DESCRIPTION OF THE TASK
Can you write out the whole listing exactly?

Position annotation records
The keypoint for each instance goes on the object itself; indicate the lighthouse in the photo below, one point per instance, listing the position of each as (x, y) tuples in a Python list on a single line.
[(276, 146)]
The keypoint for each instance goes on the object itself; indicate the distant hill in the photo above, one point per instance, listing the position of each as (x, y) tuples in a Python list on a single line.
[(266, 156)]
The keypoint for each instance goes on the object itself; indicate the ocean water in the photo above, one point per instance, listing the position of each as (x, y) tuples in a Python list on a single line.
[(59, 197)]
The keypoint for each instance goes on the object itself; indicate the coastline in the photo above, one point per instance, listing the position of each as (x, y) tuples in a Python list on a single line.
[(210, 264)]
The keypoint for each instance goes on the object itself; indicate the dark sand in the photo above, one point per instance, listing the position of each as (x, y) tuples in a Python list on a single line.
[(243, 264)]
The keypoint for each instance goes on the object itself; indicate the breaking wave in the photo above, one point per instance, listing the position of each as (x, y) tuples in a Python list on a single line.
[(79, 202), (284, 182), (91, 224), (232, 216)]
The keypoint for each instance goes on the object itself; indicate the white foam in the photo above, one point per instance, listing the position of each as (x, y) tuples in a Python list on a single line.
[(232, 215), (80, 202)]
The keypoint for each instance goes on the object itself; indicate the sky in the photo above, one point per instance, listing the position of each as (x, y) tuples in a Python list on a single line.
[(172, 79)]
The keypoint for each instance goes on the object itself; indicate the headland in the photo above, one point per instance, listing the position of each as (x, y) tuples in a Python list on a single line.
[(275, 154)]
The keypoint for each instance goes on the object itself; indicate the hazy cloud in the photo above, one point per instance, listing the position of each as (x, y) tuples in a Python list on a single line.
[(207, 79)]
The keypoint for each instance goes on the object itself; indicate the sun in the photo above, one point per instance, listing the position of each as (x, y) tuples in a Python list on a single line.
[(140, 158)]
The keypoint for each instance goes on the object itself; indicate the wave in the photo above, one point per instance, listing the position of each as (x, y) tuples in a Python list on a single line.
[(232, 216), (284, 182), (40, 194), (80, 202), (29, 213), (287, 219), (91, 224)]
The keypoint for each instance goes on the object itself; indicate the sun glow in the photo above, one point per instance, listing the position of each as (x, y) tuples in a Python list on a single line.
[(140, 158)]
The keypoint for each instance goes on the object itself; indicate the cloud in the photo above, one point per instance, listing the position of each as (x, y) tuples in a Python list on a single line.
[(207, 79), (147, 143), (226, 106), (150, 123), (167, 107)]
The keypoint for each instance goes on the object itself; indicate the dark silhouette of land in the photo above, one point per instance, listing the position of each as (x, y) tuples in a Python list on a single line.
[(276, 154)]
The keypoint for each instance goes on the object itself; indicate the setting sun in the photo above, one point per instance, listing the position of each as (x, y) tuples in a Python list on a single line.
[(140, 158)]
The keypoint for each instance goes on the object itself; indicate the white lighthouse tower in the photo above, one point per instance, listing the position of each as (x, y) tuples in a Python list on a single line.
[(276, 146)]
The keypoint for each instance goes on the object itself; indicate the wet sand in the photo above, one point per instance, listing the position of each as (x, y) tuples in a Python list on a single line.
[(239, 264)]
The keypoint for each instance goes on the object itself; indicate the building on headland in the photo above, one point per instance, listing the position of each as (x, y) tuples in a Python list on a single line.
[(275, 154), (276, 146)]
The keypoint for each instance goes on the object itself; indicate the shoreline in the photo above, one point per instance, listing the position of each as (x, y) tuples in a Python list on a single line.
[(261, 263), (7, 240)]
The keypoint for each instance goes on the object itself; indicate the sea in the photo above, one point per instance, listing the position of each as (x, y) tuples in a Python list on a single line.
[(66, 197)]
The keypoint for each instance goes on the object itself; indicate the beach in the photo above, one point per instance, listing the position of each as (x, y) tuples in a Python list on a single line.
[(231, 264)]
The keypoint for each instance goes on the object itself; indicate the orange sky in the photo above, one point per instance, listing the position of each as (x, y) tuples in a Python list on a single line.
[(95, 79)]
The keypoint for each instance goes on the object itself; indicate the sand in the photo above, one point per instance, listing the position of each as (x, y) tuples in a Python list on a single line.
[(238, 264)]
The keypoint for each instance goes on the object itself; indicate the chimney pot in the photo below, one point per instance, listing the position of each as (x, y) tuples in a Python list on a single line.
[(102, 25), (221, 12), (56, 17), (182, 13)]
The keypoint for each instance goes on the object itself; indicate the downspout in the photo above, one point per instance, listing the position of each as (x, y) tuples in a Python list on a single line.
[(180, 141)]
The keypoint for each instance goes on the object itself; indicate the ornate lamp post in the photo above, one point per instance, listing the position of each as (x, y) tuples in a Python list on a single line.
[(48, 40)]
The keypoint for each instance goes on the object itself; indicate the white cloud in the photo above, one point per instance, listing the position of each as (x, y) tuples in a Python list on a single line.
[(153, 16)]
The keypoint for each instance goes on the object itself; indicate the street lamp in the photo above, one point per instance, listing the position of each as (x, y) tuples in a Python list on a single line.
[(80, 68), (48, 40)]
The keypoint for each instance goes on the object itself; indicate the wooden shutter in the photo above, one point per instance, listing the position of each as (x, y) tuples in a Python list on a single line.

RESULT FOR THIS EXERCISE
The keypoint for each instance goes on the object itself; indicate the lighthouse in the photo below, one point per instance, listing the position of each as (x, y) tuples in a Python list on a single line.
[(276, 146)]
The keypoint for each instance goes on the object itself; indicate the distant hill in the photo above, one point per instance, listing the position of each as (x, y) tuples in a Python list on a single line.
[(266, 156)]
The keypoint for each instance goes on the object itself; indicate the ocean water in the photo above, one point per instance, listing the position of each as (x, y) tuples in a Python list on a single line.
[(59, 197)]
The keypoint for each instance goes on the object itself; indicate the coastline in the photo above, one point per instance, listing the position of each as (x, y) tuples in a Python list on a single line.
[(210, 264)]
The keypoint for each instance goes on the object itself; indicate the dark sand in the photo above, one point per instance, listing the position of each as (x, y) tuples in a Python list on a single line.
[(243, 264)]
The keypoint for each instance goes on the object itself; indicate the breaking wave in the photo above, one point per instance, listing the position of each as (x, y) tuples in a Python list on a single line.
[(79, 202), (284, 182), (91, 224), (232, 216)]
The keypoint for each instance goes on the object itself; indicate the white foam in the photo above, one point per instance, listing the position of each as (x, y) tuples in a Python list on a single line.
[(232, 215), (80, 202)]
The keypoint for each instance goes on the object itself; indicate the sky in the photo above, one point per instance, listing the position of each as (x, y) tuples in a Python list on a single line.
[(172, 79)]
The keypoint for each instance goes on the object itself; indicate the headland in the photo above, one point per instance, listing the position of each as (x, y) tuples in a Python list on a single line.
[(275, 154)]
The keypoint for each instance goes on the object itself; indicate the hazy cloud in the photo above, one point per instance, listing the position of each as (x, y) tuples in a Python list on a single line.
[(207, 79)]
The keypoint for each instance goes on the object itself; indicate the sun in the photo above, one point per instance, listing the position of each as (x, y) tuples in a Python list on a single line.
[(140, 158)]
The keypoint for each instance goes on the object itself; indicate the wave in the photo above, one point per instance, listing the position of each as (x, y) tuples in a Python list on a single line.
[(232, 216), (284, 182), (40, 194), (80, 202), (29, 213), (287, 219), (91, 224)]
The keypoint for each instance goes on the object itself; indicate the sun glow in the photo above, one point per instance, listing the position of each as (x, y) tuples in a Python list on a single line.
[(140, 158)]
The keypoint for each instance goes on the object itself; indicate the cloud in the photo above, one point per instance, listing the position of each as (x, y) tuples in a Python list on a single line.
[(207, 79), (147, 143), (226, 106), (150, 123), (167, 107)]
The keypoint for each instance goes on the object itself; indicate the dark silhouette of land in the photo above, one point per instance, listing the position of each as (x, y) tuples in a Python list on a single line.
[(276, 154)]
The keypoint for each instance goes on the object itself; indicate the setting sun in the photo above, one point per instance, listing the position of each as (x, y) tuples in a Python list on a single line.
[(140, 158)]
The keypoint for each instance goes on the object itself; indicate the white lighthouse tower in the photo above, one point per instance, listing the position of each as (x, y) tuples in a Python list on a single line.
[(276, 146)]
The keypoint for each instance goes on the object itself; indicate the wet sand in the photo above, one point per instance, listing the position of each as (x, y) tuples in a Python list on a single line.
[(239, 264)]
The keypoint for each instance goes on the object itself; indicate the building on headland in the photo above, one point per instance, listing the position of each as (x, y) tuples in a Python list on a single line.
[(275, 154), (276, 146)]
The keypoint for each instance goes on the object itself; indicate the shoreline in the photo above, one point per instance, listing the position of each as (x, y) tuples in a Python list on a single line.
[(261, 263), (7, 240)]
The keypoint for each instance goes on the object itself; indicate the sea in the photo above, one point per instance, listing the position of each as (x, y) tuples in a Python list on a single line.
[(66, 197)]
The keypoint for each instance goes on the object itself; indicate the beach in the photo above, one point per instance, listing the position of each as (x, y) tuples in a Python list on a single line.
[(231, 264)]
The keypoint for each instance goes on the object itself; indicate the orange sky in the photo above, one point per instance, listing the position of each as (x, y) tuples in a Python list on a single line.
[(95, 79)]
The keypoint for each instance goes on the object itself; indicate the sand in the photo above, one point per instance, listing the position of each as (x, y) tuples in a Python list on a single line.
[(238, 264)]
The keypoint for each instance goes on the object itself; indicate the chimney pot in the photo below, one point per instance, listing the position of each as (x, y) tuples in a Python list on a single line.
[(102, 25), (221, 12), (56, 17), (182, 13)]
The keypoint for each instance goes on the object itself; indicate the downspout in the photo above, one point per instance, listing the position of each as (x, y) tuples in a Python list on a single line.
[(180, 141)]
The keypoint for each instance goes on the object itself; indicate the ornate lamp post in the photo above, one point per instance, listing the position of each as (x, y) tuples in a Python list on a single line.
[(48, 40)]
The keypoint for each instance goes on the object itself; indicate the white cloud in the photo above, one point per instance, listing the position of each as (x, y) tuples in a Python list on a single line.
[(153, 16)]
The keypoint for each instance goes on the object itself; indicate the street lamp in the photo above, one point per instance, listing the position of each as (x, y) tuples in a Python list on a single line.
[(80, 68), (48, 40)]
The keypoint for each instance goes on the object itself; indicate the wooden shutter in the photo above, one point per instance, listing the position of each as (x, y) tuples in a Python list on a single line.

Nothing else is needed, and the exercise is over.